Page text:
#####

Let me get this absolutely right:
...
Is that what is claimed?
What you stated is not the problem I was stating about the clocks.

The two-clocks-on-a-uniformly-accelerating-rocket could be explicitly stated in different ways. Probably the simplest is:

(1) We're working in Minkowski space. (which is flat)
(2) It looks the same in any inertial reference frame.
(3) The tail never passes the head.
(4) A light signal emitted from the tail will always reach the head.

From these assumptions, you get a diagram that looks like the first diagram I drew here on the red coordinates.

It also turns out to be true that in this situation:
(5) The proper acceleration of the tail has a constant magnitude.
(6) The proper acceleration of the head has a constant magnitude, which is less than that of the tail.
(7) In any inertial frame, there is an instant when the entire rocket is at rest. At that instant, the coordinate length of the rocket is L. (All inertial frames agree on the value of L)


If we just want to uniformly accelerate for a bit, then stop accelerating, we get a diagram like this:
blah.png

I've marked proper time on the diagram. (Sorry, I was lazy and stopped marking after the acceleration stopped) The blue line is the extent of the rocket (as measured in what is then the rockets rest frame) that the acceleration stops, and the distance along that blue line is exactly the original length of the rocket.

(Just to emphasize, it is somewhat remarkable that it works out that there exists an inertial frame in which every point of the rocket stops accelerating simultaneously)

As you can see, the rear clock has ticked fewer times than the front clock during the acceleration phase. Additionally, the rear clock has dilated more than the front clock with respect to the red inertial frame, as you can see from the red time coordinate of the third tick of each clock.


The situation you were describing sounds more like you were trying to describe this:
blah2.png

In this picture, both rockets start simultaneously (as measured by the red frame). They both have an acceleration of constant magnitude, and those magnitudes are the same for each. Both rockets shut off after an equal amount of proper time.

As you expected, each rocket reads 4 ticks when it stops. (Of course, in most frames, they did not stop simultaneously) The blue line indicates the instant the tail rocket stops, as measured in the frame in which the rockets eventually come to rest. As you can see, in this frame, the rockets are then very far apart, and that the head rocket reads a much larger time than the tail rocket.
 
  • #116
RandallB said:
OH, but wait you did give three diagrams from the view of an accelerating point without the clocks or string moving at all.

#####

Source excerpt:
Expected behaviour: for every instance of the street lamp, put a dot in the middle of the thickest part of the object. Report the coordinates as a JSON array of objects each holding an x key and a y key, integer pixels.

#####

Description of the task: Copy the passage about the two rocket clocks word for word, from "(Just to emphasize, it" to "stops accelerating simultaneously)".

The solution:
(Just to emphasize, it is somewhat remarkable that it works out that there exists an inertial frame in which every point of the rocket stops accelerating simultaneously)